Pull out each line of the records below that contains the string "tile" and copy it unchanged.

++++++

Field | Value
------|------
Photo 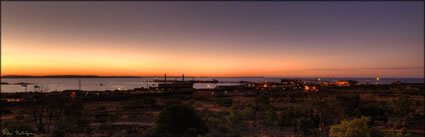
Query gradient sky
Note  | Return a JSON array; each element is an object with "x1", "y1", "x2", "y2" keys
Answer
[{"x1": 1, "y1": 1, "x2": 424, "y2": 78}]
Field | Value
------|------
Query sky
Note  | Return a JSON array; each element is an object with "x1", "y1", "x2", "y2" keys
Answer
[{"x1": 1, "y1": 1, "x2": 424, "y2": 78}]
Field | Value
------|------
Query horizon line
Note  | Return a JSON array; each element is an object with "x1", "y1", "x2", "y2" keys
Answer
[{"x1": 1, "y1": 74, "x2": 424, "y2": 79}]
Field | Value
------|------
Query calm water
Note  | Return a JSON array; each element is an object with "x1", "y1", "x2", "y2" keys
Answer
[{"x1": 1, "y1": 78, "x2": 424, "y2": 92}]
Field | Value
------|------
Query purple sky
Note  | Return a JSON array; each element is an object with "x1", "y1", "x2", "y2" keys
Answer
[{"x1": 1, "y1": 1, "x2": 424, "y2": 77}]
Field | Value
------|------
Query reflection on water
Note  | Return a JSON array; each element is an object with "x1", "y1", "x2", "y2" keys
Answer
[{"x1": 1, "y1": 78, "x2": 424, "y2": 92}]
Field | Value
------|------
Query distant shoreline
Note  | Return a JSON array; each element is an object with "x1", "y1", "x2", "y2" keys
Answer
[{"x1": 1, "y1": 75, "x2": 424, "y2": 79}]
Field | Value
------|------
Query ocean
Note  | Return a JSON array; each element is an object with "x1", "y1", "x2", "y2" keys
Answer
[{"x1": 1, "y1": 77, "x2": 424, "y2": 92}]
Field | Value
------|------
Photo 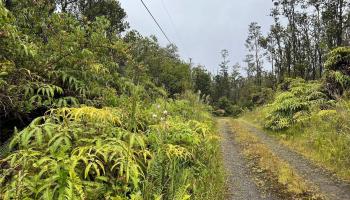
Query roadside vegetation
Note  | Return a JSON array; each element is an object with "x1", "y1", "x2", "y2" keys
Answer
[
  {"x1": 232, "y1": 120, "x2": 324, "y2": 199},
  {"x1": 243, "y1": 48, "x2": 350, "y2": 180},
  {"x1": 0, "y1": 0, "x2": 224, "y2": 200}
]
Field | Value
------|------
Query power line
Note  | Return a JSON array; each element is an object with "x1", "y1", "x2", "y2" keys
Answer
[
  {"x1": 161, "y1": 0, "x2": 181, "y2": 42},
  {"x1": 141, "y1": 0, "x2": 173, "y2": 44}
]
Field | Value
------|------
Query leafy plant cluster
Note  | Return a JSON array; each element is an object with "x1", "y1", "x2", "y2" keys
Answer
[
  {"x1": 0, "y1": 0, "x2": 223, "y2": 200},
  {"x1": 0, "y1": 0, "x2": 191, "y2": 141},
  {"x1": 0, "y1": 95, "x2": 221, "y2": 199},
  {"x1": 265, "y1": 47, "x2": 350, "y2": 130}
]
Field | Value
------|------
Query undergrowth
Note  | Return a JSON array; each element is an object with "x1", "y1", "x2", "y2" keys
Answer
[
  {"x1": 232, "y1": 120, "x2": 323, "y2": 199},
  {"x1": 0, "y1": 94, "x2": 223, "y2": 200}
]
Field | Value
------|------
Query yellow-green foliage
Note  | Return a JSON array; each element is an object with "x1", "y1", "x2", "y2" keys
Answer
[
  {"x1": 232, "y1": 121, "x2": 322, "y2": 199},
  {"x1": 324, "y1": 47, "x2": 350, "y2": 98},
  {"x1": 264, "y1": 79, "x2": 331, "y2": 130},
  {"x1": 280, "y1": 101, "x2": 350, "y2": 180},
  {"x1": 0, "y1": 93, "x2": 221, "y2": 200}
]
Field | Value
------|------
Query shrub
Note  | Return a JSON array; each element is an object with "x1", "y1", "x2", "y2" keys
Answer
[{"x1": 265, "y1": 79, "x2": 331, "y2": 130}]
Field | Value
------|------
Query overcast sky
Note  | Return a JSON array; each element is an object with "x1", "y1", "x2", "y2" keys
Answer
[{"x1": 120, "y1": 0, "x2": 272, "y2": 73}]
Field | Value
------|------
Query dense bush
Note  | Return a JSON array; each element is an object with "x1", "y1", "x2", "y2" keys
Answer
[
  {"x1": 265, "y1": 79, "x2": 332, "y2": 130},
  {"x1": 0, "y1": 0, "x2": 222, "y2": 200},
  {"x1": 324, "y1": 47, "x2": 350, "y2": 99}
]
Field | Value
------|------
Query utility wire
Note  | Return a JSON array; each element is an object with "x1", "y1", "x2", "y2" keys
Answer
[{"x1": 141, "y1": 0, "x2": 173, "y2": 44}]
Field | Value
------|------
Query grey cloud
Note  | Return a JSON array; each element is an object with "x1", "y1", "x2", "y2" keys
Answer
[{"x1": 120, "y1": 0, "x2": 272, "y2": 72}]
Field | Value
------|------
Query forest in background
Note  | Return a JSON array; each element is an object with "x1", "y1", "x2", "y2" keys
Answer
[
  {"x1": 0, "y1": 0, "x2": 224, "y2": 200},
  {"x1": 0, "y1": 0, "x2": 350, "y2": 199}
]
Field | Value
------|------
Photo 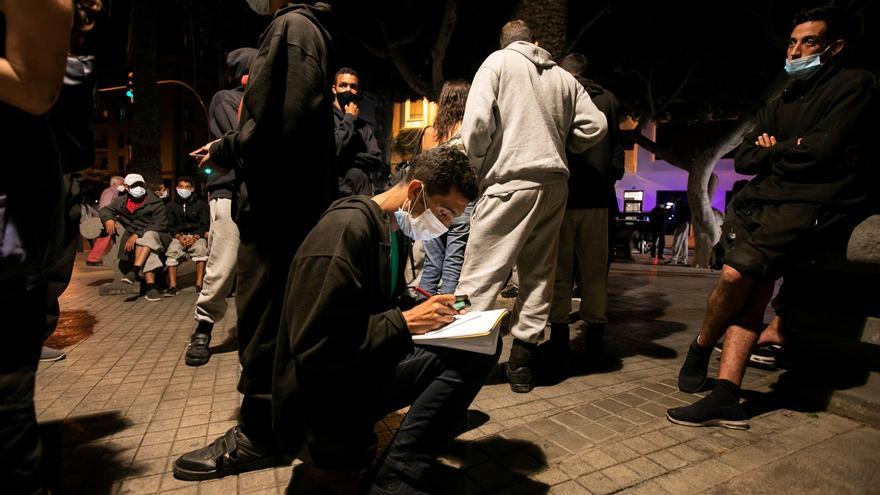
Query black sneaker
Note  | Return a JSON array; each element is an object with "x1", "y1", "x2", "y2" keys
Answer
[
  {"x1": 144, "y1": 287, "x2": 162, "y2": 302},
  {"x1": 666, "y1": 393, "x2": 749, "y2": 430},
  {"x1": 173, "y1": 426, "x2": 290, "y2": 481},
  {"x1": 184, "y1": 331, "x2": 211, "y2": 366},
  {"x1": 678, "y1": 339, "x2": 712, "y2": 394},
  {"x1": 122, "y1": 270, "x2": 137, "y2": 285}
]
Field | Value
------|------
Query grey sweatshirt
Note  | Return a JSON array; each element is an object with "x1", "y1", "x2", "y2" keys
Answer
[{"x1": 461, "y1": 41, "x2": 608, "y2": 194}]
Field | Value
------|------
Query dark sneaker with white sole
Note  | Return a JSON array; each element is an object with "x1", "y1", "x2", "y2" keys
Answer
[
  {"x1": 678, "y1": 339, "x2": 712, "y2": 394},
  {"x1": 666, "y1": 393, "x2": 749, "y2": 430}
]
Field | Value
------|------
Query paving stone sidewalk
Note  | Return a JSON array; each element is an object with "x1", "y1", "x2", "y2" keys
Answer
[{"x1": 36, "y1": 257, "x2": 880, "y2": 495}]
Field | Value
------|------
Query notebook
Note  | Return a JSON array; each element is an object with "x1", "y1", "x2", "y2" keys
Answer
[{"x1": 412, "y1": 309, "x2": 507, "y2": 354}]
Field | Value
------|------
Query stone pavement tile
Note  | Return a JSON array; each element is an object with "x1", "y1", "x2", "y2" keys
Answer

++++++

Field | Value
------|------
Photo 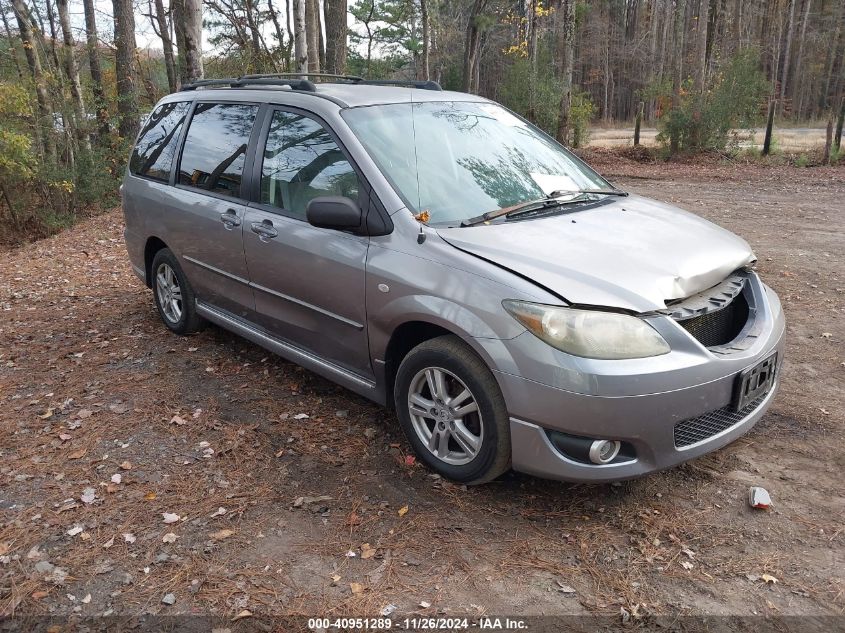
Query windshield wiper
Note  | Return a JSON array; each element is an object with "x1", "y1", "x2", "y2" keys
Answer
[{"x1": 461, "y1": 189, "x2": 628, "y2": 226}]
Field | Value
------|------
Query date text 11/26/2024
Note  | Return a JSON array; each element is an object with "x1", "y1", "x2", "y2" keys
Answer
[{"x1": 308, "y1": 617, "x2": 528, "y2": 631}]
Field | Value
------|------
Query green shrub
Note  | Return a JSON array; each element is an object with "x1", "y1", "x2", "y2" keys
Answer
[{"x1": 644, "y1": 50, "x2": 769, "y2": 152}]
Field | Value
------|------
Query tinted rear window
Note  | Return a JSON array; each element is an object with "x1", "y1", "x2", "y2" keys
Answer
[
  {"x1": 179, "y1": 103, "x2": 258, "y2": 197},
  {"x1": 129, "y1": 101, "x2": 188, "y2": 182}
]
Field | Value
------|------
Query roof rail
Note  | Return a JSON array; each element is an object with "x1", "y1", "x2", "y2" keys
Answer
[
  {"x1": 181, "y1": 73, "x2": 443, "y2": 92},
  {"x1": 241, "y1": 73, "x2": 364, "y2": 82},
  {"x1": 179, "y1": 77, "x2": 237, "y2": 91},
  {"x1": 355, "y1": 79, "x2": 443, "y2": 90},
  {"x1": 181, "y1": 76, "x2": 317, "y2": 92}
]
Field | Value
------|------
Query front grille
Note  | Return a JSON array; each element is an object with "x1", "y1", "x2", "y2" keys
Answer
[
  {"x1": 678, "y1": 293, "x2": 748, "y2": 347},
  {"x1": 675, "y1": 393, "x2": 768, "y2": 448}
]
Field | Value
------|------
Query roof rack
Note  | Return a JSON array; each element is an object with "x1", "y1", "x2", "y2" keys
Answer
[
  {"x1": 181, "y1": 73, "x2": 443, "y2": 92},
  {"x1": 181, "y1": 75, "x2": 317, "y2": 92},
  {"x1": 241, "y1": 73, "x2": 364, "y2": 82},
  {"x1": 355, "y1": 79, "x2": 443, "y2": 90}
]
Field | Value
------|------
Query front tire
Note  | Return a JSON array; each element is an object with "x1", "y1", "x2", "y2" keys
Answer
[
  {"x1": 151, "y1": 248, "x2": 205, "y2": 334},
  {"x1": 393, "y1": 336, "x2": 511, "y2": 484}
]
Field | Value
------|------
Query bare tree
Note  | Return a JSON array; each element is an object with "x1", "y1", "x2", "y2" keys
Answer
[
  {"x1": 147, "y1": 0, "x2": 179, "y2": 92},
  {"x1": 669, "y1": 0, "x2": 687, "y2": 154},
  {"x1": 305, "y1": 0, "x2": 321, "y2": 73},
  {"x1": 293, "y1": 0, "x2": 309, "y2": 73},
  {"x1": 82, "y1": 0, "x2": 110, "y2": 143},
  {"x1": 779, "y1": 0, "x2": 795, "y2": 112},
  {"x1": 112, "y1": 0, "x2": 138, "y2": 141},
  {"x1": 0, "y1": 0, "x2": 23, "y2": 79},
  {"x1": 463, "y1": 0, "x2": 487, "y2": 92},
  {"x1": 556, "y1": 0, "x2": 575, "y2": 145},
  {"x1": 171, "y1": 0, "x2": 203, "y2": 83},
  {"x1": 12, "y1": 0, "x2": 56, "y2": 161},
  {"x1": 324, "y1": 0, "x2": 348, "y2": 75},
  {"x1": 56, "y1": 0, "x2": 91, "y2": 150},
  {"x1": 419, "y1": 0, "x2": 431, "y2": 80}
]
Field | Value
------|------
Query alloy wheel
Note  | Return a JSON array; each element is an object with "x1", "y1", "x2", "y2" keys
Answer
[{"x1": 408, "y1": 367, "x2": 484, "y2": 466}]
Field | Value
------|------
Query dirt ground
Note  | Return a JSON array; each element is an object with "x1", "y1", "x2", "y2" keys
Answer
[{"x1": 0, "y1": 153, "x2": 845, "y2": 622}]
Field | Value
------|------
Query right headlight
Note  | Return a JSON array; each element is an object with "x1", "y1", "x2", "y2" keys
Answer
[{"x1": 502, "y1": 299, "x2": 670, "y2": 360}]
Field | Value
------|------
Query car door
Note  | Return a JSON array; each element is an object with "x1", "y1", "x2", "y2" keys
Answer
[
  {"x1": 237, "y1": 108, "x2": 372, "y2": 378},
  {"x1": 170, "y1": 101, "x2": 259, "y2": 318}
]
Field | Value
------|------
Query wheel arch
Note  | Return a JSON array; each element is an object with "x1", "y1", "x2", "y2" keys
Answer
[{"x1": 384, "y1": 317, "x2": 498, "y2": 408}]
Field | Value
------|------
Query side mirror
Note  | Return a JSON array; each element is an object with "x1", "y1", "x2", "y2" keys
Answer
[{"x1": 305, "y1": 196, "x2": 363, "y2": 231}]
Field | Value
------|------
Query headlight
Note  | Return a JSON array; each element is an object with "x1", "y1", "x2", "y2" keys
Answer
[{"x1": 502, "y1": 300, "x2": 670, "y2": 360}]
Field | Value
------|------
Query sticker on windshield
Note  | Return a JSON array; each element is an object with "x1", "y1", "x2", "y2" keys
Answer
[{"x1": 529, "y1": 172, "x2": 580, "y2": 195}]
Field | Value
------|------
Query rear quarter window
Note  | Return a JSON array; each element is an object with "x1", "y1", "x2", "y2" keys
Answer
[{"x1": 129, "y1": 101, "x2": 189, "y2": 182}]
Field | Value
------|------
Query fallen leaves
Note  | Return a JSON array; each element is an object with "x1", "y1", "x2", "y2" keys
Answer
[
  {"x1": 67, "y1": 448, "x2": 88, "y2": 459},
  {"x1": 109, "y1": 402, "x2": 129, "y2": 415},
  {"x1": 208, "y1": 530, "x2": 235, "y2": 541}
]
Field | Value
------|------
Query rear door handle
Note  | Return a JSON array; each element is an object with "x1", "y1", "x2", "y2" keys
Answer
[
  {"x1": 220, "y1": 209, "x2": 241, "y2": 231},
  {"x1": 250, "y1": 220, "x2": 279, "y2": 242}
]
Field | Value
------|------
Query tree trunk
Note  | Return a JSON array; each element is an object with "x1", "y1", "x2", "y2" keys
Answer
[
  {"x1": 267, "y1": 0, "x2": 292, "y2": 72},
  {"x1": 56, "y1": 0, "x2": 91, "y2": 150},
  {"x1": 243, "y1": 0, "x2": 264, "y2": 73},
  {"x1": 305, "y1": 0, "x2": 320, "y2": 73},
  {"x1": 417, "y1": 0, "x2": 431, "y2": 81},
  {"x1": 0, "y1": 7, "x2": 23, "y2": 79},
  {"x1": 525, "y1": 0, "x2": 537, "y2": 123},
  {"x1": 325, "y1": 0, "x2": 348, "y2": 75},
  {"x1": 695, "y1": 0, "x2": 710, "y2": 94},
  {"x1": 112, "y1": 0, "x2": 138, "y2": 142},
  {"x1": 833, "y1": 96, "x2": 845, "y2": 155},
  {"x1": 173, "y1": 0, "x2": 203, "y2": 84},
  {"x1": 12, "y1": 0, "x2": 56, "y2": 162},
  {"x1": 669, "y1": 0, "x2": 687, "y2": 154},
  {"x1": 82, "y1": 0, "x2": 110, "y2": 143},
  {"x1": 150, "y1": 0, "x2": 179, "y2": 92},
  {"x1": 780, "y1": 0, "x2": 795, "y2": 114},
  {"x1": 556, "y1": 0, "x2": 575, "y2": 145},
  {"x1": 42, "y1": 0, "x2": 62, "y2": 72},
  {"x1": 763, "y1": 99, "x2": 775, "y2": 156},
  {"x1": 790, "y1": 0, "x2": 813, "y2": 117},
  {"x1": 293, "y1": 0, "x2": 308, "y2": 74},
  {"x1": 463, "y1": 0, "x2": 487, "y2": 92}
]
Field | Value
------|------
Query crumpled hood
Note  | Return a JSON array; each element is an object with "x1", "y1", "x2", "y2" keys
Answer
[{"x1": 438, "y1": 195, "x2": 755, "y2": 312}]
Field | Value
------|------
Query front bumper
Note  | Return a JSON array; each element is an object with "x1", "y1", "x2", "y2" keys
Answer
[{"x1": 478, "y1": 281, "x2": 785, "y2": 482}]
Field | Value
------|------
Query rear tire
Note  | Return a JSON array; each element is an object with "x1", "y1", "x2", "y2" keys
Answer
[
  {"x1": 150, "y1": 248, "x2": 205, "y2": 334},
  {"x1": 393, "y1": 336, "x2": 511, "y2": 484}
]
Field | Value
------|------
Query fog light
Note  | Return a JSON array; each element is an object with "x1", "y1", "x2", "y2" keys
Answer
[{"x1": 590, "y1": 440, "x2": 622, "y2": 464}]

++++++

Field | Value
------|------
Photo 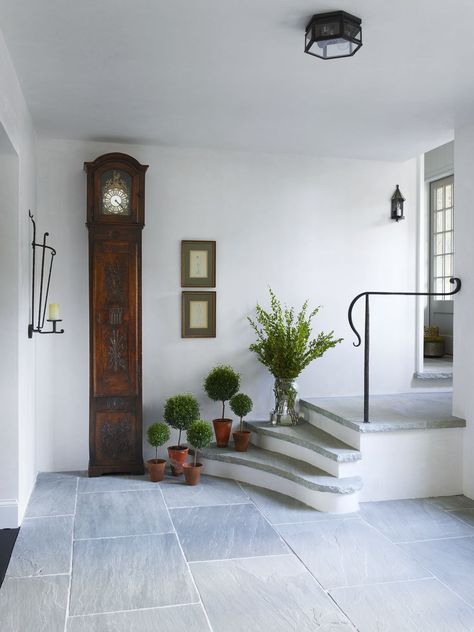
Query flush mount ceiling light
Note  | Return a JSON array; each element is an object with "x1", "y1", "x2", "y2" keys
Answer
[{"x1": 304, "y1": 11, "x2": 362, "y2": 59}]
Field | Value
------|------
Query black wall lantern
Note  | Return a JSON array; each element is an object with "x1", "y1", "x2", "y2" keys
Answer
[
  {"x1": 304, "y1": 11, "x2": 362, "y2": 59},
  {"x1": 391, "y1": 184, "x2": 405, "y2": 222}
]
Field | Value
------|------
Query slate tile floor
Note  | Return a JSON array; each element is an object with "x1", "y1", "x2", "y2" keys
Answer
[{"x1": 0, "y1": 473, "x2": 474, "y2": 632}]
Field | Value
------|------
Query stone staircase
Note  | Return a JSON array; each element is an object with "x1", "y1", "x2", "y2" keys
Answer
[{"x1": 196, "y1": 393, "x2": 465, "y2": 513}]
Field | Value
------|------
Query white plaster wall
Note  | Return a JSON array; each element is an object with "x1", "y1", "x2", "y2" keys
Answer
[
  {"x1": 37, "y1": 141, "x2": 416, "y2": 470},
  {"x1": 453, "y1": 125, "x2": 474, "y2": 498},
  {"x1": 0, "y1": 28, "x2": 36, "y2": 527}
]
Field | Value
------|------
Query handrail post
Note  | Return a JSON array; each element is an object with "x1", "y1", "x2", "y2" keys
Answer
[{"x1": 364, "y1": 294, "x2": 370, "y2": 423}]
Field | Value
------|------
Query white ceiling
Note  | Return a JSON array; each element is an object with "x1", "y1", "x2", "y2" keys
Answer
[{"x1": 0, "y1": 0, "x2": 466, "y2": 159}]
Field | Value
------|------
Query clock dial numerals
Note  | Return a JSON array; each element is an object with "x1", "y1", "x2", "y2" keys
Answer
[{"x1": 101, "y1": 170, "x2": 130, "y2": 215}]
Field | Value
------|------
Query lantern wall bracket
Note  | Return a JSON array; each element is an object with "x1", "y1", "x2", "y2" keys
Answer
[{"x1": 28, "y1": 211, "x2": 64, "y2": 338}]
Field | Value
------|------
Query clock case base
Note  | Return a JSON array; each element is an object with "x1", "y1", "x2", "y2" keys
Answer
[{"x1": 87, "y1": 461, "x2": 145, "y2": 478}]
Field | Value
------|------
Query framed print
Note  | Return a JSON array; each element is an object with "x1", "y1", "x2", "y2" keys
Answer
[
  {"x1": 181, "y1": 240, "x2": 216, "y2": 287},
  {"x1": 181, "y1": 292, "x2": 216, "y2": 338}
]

++++++

*RESULT FOR THIS TASK*
Query stone pavement tile
Query slate tile floor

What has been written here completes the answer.